Exercise directions
Tally the lines of the records below that contain the string "trailer", treating the match as case-sensitive. Reply with the count only.

Object location annotation records:
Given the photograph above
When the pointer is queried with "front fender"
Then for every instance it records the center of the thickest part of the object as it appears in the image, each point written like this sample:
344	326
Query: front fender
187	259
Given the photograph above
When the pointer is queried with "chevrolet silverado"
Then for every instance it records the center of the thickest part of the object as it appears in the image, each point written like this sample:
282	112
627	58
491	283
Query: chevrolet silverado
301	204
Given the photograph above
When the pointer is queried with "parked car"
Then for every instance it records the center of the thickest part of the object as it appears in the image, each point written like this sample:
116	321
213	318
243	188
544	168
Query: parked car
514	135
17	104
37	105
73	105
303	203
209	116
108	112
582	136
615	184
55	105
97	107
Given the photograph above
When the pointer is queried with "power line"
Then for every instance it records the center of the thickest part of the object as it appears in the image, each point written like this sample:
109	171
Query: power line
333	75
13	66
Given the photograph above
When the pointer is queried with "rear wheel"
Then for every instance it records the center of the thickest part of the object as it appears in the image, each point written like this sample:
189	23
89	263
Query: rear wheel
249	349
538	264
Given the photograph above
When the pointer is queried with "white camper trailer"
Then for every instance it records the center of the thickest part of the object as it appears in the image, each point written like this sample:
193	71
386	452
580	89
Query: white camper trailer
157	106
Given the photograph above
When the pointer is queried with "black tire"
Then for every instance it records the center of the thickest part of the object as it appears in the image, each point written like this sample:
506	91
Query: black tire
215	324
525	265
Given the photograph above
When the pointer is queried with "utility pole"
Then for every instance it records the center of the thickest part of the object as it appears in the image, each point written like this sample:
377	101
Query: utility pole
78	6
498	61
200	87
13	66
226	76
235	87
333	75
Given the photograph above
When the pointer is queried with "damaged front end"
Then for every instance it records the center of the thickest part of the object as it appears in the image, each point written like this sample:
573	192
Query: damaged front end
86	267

---

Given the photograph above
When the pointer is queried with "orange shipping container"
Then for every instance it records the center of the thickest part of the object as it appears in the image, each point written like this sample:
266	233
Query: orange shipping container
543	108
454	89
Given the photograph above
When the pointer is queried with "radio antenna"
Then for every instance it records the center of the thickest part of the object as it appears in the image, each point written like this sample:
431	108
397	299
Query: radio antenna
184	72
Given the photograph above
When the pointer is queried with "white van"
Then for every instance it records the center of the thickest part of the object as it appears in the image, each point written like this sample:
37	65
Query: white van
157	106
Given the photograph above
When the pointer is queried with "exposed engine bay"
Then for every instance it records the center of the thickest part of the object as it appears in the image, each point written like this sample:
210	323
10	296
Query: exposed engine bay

Solution below
2